• Passage
Oh I'm sorry, I misunderstood. For me, I get less horny as time goes on being celibate. I want it more if I'm getting it on the regular. At least that's what I remember from so long ago. haha

Marina Starr
01-18-2020, 09:34 AM
I met a man for the very first time, he's of Hispanic descent... he shaked my hand then gave me a kiss on the cheek. I was so taken back by it because we don't do that in my culture.

That made me question celibacy.

Then it made me wonder how some of you hoes want intimacy and celibacy at the same time...

izshadow
01-19-2020, 09:38 AM
I met a man for the very first time, he's of Hispanic descent... he shaked my hand then gave me a kiss on the cheek. I was so taken back by it because we don't do that in my culture.

That made me question celibacy.

Then it made me wonder how some of you hoes want intimacy and celibacy at the same time...

You can have intimacy and have celibacy at the same time. Being intimate isnt all about sex. You can be intimate by kissing, cuddeling, hand holding, candle light dinners, etc.

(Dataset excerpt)
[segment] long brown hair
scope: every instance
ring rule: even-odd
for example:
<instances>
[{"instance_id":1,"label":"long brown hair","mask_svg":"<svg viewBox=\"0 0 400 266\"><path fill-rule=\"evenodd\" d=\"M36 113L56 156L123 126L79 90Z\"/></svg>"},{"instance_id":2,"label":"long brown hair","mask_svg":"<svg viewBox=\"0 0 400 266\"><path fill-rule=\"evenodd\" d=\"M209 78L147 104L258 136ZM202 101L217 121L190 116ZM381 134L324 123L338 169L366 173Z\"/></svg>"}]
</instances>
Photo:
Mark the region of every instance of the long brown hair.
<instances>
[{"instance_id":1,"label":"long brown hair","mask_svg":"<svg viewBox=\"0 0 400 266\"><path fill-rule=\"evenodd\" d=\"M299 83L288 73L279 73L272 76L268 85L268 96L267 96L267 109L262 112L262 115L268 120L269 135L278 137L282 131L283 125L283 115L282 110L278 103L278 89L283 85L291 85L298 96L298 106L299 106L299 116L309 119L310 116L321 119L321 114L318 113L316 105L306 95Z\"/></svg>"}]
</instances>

• Directive
Write out the part of the forum thread on celibacy starting at "You can have" and ending at "light dinners, etc.".

• Solved exercise
You can have intimacy and have celibacy at the same time. Being intimate isnt all about sex. You can be intimate by kissing, cuddeling, hand holding, candle light dinners, etc.